**EXERCISE PROMPT:** Set down the records again, keeping each line exactly as it is.

**DATA FOR ANALYSIS:**
== Segment start ==

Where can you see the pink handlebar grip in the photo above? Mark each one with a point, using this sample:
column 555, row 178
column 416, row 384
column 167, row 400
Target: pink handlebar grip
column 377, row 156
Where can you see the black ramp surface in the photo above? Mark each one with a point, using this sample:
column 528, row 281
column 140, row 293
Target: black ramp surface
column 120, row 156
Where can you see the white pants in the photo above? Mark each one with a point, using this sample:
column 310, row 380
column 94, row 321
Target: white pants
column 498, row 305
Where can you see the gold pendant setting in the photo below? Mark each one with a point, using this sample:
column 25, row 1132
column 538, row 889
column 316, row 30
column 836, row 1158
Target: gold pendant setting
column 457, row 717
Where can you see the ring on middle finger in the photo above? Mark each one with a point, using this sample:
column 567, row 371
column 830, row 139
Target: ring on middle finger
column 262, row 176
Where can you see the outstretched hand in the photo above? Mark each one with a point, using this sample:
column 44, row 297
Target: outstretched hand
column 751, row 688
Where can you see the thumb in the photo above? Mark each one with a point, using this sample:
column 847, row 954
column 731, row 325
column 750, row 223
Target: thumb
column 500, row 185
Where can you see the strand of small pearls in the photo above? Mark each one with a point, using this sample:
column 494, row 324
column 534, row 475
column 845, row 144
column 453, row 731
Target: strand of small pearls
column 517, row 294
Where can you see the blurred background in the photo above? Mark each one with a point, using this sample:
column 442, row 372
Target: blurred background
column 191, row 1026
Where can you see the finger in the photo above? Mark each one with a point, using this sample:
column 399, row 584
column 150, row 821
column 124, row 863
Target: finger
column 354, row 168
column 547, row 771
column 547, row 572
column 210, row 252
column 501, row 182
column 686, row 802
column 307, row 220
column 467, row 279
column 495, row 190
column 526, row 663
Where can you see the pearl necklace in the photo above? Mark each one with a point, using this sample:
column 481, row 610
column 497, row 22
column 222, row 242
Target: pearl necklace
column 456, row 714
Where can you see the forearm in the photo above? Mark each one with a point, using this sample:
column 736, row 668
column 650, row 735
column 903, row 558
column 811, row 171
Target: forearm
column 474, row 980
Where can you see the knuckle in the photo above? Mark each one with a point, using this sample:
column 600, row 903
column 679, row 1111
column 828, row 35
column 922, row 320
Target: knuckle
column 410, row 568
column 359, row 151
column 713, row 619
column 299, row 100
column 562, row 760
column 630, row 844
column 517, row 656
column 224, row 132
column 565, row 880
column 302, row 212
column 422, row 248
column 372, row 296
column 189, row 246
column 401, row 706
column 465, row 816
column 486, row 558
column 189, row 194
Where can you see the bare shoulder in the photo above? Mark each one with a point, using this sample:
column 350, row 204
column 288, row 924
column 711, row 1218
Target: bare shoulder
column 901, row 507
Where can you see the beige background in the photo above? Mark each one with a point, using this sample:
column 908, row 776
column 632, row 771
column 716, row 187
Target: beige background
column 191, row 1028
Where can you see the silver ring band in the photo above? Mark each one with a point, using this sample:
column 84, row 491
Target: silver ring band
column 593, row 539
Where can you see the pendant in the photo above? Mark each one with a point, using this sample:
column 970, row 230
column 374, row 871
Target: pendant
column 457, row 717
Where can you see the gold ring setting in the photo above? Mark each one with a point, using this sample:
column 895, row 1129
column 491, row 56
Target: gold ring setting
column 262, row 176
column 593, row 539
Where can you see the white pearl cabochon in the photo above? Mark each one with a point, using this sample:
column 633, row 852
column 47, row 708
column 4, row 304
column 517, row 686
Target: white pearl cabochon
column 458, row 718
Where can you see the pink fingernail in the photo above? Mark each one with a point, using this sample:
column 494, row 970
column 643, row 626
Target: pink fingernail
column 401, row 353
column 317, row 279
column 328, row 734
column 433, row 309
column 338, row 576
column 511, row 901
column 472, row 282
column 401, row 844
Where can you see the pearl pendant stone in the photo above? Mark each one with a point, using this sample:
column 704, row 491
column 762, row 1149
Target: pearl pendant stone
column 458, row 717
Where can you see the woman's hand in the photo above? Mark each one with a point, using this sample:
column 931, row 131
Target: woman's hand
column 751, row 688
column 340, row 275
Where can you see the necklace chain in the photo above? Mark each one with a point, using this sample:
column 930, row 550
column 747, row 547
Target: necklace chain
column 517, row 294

== Segment end ==

**RESULT FOR THIS EXERCISE:**
Where can you see the pink handlebar grip in the photo above? Mark each one with a point, using this sample:
column 555, row 178
column 416, row 384
column 167, row 400
Target: pink handlebar grip
column 377, row 156
Where can you see the black ramp surface in the photo above? Mark each one with a point, using this sample:
column 528, row 281
column 140, row 293
Target: black ramp surface
column 120, row 156
Where can you see the white pants in the photo above? Mark each one with a point, using this sample:
column 310, row 380
column 94, row 321
Target: white pants
column 498, row 305
Where can you see the gold pendant setting in the photo below? Mark each one with a point, using this sample:
column 25, row 1132
column 538, row 889
column 316, row 30
column 836, row 1158
Target: gold pendant setting
column 457, row 717
Where can you see the ring on middle finger in the photo above? Mark each one with a point, using this sample:
column 567, row 371
column 830, row 139
Target: ring on middle finger
column 262, row 176
Where can you see the outstretched hand in the photo above? Mark each one with a point, using this sample:
column 44, row 297
Target: outstretched hand
column 751, row 688
Where can you see the thumb in the photo above? Mark each one with a point, using this sample:
column 847, row 954
column 731, row 325
column 750, row 223
Target: thumb
column 500, row 185
Where can you see the strand of small pearls in the photo above? Mark each one with a point, using this sample:
column 494, row 324
column 534, row 475
column 845, row 144
column 453, row 731
Target: strand of small pearls
column 517, row 294
Where can you see the blurred background in the photo above? Mark each one with a point, using this sample:
column 442, row 372
Target: blurred background
column 191, row 1026
Where can you see the finger in the photo above? Mark each one with a point, using this sample:
column 399, row 584
column 150, row 821
column 124, row 863
Target: finger
column 354, row 168
column 547, row 771
column 547, row 572
column 210, row 252
column 501, row 182
column 686, row 802
column 307, row 220
column 467, row 279
column 495, row 190
column 526, row 663
Where can you see the pearl necklace in the photo above? Mark each one with a point, using this sample:
column 481, row 610
column 497, row 22
column 222, row 242
Target: pearl necklace
column 456, row 714
Where can you see the forearm in the photo above? Mark each one with a point, using this sample:
column 736, row 668
column 650, row 735
column 903, row 558
column 811, row 171
Target: forearm
column 474, row 980
Where can you see the knuckle in the photo above? Mark each one with a point, using this sample:
column 600, row 903
column 679, row 1111
column 828, row 35
column 922, row 320
Target: knuckle
column 410, row 568
column 359, row 151
column 713, row 619
column 299, row 100
column 562, row 760
column 630, row 844
column 517, row 656
column 224, row 132
column 565, row 880
column 302, row 212
column 422, row 248
column 372, row 296
column 189, row 246
column 401, row 706
column 465, row 816
column 486, row 558
column 189, row 194
Where can you see the bare shoulder in the photo above? Mark each one with a point, using this sample:
column 350, row 204
column 288, row 924
column 711, row 1218
Target: bare shoulder
column 901, row 507
Where can you see the beige background in the photo above? Mark each one with a point, using this sample:
column 908, row 776
column 632, row 771
column 716, row 187
Target: beige background
column 191, row 1028
Where can you see the silver ring band in the photo above? Mark each one with a point, using this sample:
column 84, row 491
Target: silver ring band
column 593, row 539
Where can you see the pendant in the photo above? Mark each one with a point, using this sample:
column 970, row 230
column 374, row 871
Target: pendant
column 457, row 717
Where can you see the gold ring setting in the photo above? Mark each one with a point, using this sample:
column 895, row 1129
column 491, row 56
Target: gold ring setting
column 262, row 176
column 593, row 539
Where can you see the white pearl cabochon in the photo above? Mark each one with a point, using this sample:
column 633, row 852
column 47, row 708
column 4, row 304
column 517, row 686
Target: white pearl cabochon
column 458, row 718
Where can you see the pink fingernail in the photo above? Mark each one with a point, using this sample:
column 494, row 970
column 643, row 626
Target: pink fingernail
column 401, row 353
column 317, row 279
column 328, row 734
column 433, row 309
column 338, row 576
column 511, row 901
column 472, row 282
column 401, row 844
Where can you see the pearl pendant stone in the photo above? Mark each one with a point, using this sample:
column 704, row 491
column 762, row 1149
Target: pearl pendant stone
column 458, row 717
Where can you see the woman's hand in the photo above? Mark each one with a point, using this sample:
column 931, row 131
Target: woman's hand
column 751, row 688
column 340, row 275
Where can you see the necklace chain in the photo above? Mark each one with a point, using this sample:
column 930, row 550
column 747, row 547
Target: necklace chain
column 517, row 294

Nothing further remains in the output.